___ ARTICLE

Sure, Santa is real, but how powerful is he?
(File Photo)

A holiday-related question has been plaguing me lately. And if you’ve been reading my columns for a little while, you know when an absurd question grabs hold of my brain, I have to sort it out, no matter how much time it takes me.

We all know that Santa Claus is a magical, elder being who somehow makes his way to every home in the world to leave gifts for all the children (and some of the adults) who have been good this year, making his annual run every Christmas Eve. The question is not so much how he does it, because we’ve established it’s nothing short of Christmas magic. The question is how powerful is Santa’s magic that he’s able to accomplish this in a single night?

By Dec. 24, there are eight hours and 11 minutes of daylight; coming just off the winter solstice, it’s not a surprise the day is relatively short. This leaves 15 hours and 49 minutes of time between sunset and dawn of Christmas Day, per hemisphere. In that time, Santa, propelled only by his airborne, nine-horsepower (more accurately, reindeer-power) sleigh, must deliver gifts to approximately 2.3 billion homes, assuming each one has at least one person on the nice list. He must then consume his traditional cookies and milk and make a swift exit, preferably without being seen.

Assuming he leaves the North Pole at sundown, Santa has 1,085,880 seconds to do his three-task routine 2.6 billion times. This means he has approximately 0.0004 second per house. The planet is approximately 25 million square miles, which means if Santa were to accomplish his trip in a single night, using the cover of night at about 31 hours and 38 minutes for both hemispheres, he would be traveling at approximately 793,650 mph (1,277,255 km/h).

This is more than 100 times the speed of sound but woefully short of the speed of light. This also explains why Santa is so hard to spot with the untrained eye; far before our visual cortex catches up to what’s happening in front of us, he’s on to the next house.

______
___ DATA TO USE

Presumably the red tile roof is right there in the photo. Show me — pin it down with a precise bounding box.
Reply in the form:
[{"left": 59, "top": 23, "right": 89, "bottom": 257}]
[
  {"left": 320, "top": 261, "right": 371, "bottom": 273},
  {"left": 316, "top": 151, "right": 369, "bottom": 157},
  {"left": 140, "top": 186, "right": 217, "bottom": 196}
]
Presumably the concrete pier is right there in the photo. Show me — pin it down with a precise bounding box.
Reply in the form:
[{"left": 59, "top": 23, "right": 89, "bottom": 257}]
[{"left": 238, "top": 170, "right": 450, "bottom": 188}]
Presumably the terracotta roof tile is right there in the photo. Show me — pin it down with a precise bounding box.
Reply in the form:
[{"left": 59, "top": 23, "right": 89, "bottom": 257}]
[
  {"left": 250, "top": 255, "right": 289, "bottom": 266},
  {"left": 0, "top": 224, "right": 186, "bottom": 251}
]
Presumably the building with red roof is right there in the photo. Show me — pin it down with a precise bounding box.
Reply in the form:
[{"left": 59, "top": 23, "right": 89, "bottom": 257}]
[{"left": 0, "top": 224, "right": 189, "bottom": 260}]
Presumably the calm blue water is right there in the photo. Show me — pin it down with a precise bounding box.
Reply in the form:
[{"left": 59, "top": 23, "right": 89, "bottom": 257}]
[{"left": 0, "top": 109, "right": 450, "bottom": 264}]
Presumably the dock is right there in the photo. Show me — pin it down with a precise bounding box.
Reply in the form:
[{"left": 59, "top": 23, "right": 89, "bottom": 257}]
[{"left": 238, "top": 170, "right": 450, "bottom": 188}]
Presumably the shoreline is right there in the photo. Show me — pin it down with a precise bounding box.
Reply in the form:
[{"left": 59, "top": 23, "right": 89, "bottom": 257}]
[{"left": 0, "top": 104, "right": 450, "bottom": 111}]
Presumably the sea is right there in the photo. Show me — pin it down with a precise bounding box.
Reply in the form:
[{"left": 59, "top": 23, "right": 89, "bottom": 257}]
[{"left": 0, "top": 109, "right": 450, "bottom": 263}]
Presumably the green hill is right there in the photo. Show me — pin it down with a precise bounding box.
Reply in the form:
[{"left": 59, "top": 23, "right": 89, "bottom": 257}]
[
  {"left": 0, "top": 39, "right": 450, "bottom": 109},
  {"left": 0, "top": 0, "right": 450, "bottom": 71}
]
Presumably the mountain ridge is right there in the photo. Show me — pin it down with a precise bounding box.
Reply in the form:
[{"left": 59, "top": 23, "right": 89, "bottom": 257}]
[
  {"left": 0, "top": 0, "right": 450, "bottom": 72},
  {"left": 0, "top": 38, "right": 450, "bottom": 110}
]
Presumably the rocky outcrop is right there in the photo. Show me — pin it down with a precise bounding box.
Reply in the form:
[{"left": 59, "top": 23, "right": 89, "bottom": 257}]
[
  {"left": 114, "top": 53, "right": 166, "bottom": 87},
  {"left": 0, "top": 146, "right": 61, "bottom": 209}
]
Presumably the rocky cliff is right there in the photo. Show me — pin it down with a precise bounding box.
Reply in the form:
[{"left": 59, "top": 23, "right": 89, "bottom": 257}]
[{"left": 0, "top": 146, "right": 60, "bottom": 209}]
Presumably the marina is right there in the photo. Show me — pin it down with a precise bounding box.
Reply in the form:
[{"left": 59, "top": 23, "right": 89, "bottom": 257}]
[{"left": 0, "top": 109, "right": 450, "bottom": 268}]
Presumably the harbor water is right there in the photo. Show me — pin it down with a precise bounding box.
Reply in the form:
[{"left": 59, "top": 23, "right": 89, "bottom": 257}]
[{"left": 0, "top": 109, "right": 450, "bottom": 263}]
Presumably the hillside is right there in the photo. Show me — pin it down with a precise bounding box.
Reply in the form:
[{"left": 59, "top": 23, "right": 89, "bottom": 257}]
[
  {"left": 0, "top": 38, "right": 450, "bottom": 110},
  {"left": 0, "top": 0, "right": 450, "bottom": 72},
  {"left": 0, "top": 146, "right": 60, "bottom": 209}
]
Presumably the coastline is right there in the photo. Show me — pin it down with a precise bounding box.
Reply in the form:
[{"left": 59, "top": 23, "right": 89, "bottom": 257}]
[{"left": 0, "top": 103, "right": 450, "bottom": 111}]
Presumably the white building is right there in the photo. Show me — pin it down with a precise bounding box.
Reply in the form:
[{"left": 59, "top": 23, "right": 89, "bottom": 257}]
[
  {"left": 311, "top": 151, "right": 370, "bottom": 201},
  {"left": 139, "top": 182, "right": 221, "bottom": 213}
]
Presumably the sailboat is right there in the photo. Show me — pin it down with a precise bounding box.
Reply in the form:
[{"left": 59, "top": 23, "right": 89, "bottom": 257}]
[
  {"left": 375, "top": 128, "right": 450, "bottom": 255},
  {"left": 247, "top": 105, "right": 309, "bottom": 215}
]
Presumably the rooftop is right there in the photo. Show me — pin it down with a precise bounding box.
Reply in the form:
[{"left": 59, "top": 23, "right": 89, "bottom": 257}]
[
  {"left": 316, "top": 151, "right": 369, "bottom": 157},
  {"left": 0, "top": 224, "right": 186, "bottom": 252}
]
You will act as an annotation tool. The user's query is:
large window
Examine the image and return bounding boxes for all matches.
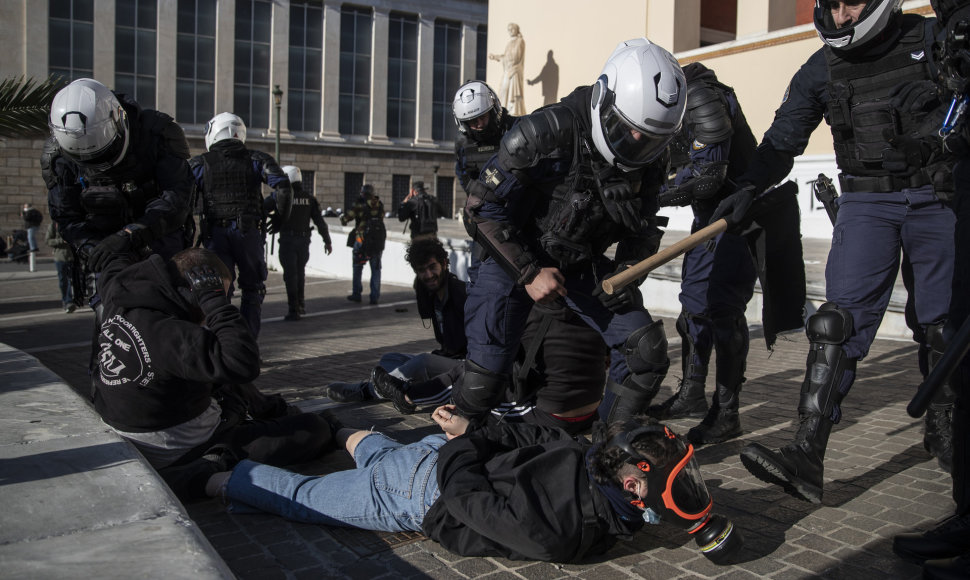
[232,0,273,127]
[48,0,94,81]
[474,24,488,81]
[339,6,372,135]
[387,12,418,138]
[431,20,461,141]
[115,0,157,109]
[175,0,216,124]
[286,2,323,131]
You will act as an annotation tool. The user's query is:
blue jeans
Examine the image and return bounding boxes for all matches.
[352,248,382,302]
[226,433,446,532]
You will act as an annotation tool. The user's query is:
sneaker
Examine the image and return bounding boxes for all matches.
[327,381,374,403]
[370,366,418,415]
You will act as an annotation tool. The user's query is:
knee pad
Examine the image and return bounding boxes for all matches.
[621,320,670,374]
[805,302,854,344]
[451,360,512,417]
[798,302,857,423]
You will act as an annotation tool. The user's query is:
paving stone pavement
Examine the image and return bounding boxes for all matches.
[0,237,953,580]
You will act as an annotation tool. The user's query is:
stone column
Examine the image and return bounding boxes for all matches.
[92,0,115,89]
[215,0,236,115]
[647,0,700,52]
[414,15,434,146]
[737,0,795,38]
[368,7,391,144]
[265,2,293,139]
[155,2,178,117]
[319,0,343,141]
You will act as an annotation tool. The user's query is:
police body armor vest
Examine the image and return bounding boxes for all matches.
[202,149,263,220]
[825,15,936,184]
[280,182,312,237]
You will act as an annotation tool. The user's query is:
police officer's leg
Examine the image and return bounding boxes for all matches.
[279,235,300,320]
[687,234,757,446]
[566,266,670,421]
[741,194,907,503]
[902,195,956,471]
[452,258,532,419]
[296,236,310,315]
[370,252,384,304]
[236,227,267,337]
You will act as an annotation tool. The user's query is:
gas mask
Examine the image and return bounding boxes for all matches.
[607,425,744,565]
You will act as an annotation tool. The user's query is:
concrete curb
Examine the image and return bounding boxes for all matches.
[0,343,234,580]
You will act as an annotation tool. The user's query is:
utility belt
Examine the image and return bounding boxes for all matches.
[839,172,932,193]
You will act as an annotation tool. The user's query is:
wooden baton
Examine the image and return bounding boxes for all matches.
[603,218,727,295]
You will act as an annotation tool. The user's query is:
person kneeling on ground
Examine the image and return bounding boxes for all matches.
[92,248,333,501]
[206,405,743,564]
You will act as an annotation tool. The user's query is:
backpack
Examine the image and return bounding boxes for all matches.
[411,193,438,235]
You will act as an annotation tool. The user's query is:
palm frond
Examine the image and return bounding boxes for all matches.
[0,75,67,138]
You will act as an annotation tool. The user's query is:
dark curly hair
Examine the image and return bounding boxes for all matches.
[589,415,677,485]
[404,237,448,269]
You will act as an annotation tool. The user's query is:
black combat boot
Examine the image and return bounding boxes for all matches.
[741,413,832,503]
[370,366,418,415]
[687,384,742,447]
[647,379,707,420]
[893,514,970,564]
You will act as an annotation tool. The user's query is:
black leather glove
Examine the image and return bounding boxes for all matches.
[185,266,229,313]
[593,262,643,314]
[708,185,754,228]
[88,230,134,272]
[600,179,643,232]
[889,80,940,113]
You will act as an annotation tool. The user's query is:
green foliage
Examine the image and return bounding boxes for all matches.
[0,75,67,138]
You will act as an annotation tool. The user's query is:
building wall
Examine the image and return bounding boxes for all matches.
[0,0,488,241]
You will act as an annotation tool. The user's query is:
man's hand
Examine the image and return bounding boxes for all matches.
[708,185,754,228]
[525,268,566,304]
[593,262,643,313]
[431,405,469,440]
[185,266,229,312]
[88,230,134,272]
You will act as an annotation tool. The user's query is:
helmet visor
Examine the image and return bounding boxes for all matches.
[49,114,125,166]
[600,105,679,167]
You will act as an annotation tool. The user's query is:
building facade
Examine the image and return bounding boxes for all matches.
[0,0,488,233]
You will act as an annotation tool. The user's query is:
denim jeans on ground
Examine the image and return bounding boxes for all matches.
[226,433,446,532]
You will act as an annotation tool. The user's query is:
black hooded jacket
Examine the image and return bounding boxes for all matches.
[92,255,259,433]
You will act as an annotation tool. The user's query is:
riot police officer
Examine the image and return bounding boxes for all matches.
[189,113,292,337]
[41,79,194,376]
[452,38,686,420]
[712,0,954,503]
[649,63,757,445]
[267,165,333,320]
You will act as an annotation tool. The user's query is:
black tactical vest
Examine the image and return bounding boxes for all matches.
[202,147,263,221]
[280,182,313,237]
[825,14,938,179]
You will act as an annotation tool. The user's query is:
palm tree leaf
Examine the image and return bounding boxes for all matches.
[0,75,67,138]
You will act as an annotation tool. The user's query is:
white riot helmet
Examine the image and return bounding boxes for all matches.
[590,38,687,171]
[283,165,303,184]
[814,0,903,50]
[205,113,246,149]
[451,81,502,137]
[48,79,129,171]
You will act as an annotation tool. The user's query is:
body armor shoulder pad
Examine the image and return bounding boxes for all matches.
[684,81,734,144]
[500,107,574,170]
[40,137,61,189]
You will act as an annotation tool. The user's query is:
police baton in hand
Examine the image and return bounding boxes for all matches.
[906,318,970,419]
[603,218,728,295]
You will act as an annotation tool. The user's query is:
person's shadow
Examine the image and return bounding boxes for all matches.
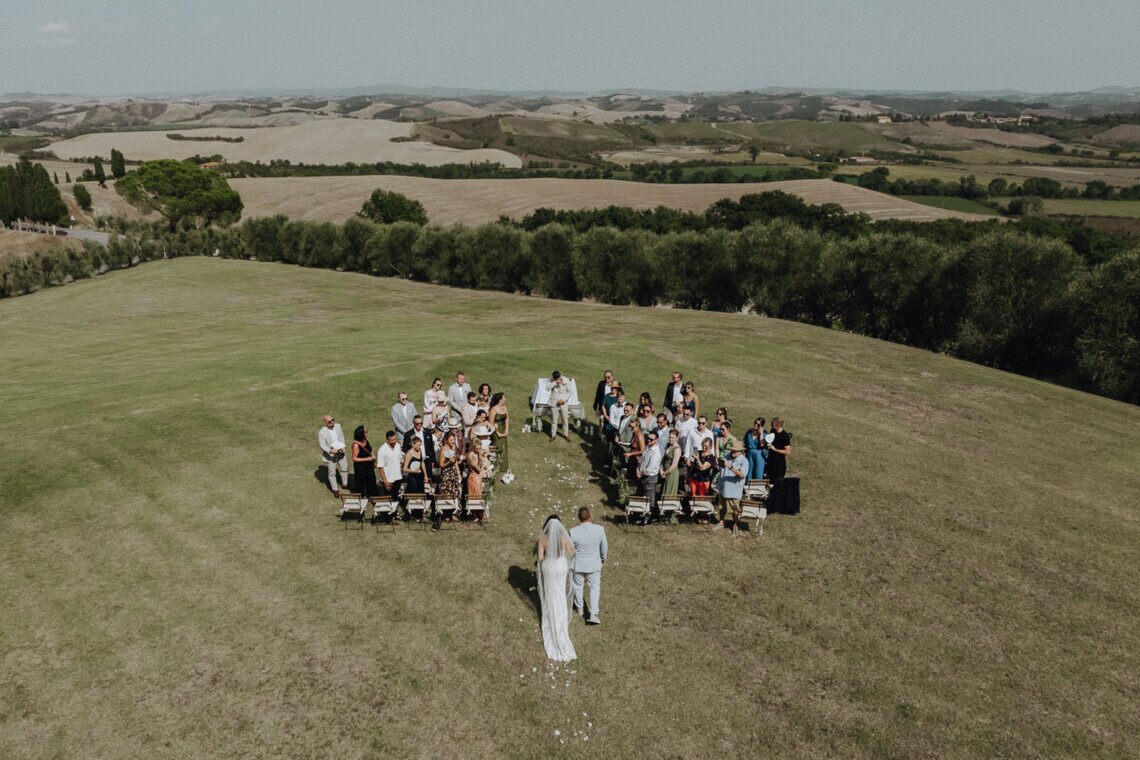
[506,565,543,618]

______

TASKS =
1. How much daylight does the Santa column say there is by Dec. 24?
2. From the listing, copy out the lines starting at the one containing "Presumably the hillside" and ending at the one containing "[798,302,857,423]", both included. Omit the pictures.

ANSWERS FOR THE TASKS =
1. Eight hours and 11 minutes.

2.
Presumably the hillside is right there in the photo. Show me — pin it down with a precise bounding box.
Reply in the form:
[{"left": 59, "top": 23, "right": 89, "bottom": 257}]
[
  {"left": 0, "top": 38, "right": 450, "bottom": 110},
  {"left": 0, "top": 0, "right": 450, "bottom": 72},
  {"left": 0, "top": 146, "right": 60, "bottom": 209}
]
Presumably the coastline is right there in the photo. Show me — pin it down with a precise bounding box.
Reply in the form:
[{"left": 59, "top": 23, "right": 89, "bottom": 257}]
[{"left": 0, "top": 103, "right": 450, "bottom": 111}]
Presumably the white building is right there in the photo. Show me — pin it down with a precise bounding box.
Reply in the form:
[{"left": 59, "top": 23, "right": 89, "bottom": 257}]
[
  {"left": 311, "top": 151, "right": 370, "bottom": 201},
  {"left": 139, "top": 182, "right": 221, "bottom": 213}
]
Presumably the sailboat is right there in the photo. Show me — pin it down with a precise bounding box.
Reply in the form:
[{"left": 59, "top": 23, "right": 89, "bottom": 257}]
[
  {"left": 375, "top": 128, "right": 450, "bottom": 255},
  {"left": 247, "top": 105, "right": 309, "bottom": 215}
]
Presumably the rooftop is right there in the photo. Show me — pin it down with a precise bounding box.
Reply in the form:
[{"left": 59, "top": 23, "right": 89, "bottom": 257}]
[
  {"left": 316, "top": 151, "right": 369, "bottom": 157},
  {"left": 0, "top": 224, "right": 186, "bottom": 252}
]
You will act as an annotation tool. The user's query is:
large window
Examine the image and return bounding boxes for all matches.
[232,0,273,127]
[48,0,94,81]
[474,24,488,81]
[339,6,372,135]
[387,12,418,138]
[431,20,461,141]
[115,0,157,109]
[175,0,216,124]
[286,2,323,131]
You will act as an annotation tool. The user's query is:
blue jeans
Examine the image and return bounding boxes for all matches.
[352,248,382,302]
[226,433,446,532]
You will act as an annotation tool. The user's query is:
sneaker
Examine the image and return bounding boxes for all matches.
[327,381,374,403]
[370,366,418,415]
You will act as an annotation tool. The user's query is:
knee pad
Examine the image and return bounding boxes for all matches.
[621,320,670,374]
[805,302,854,344]
[451,360,512,417]
[798,302,857,423]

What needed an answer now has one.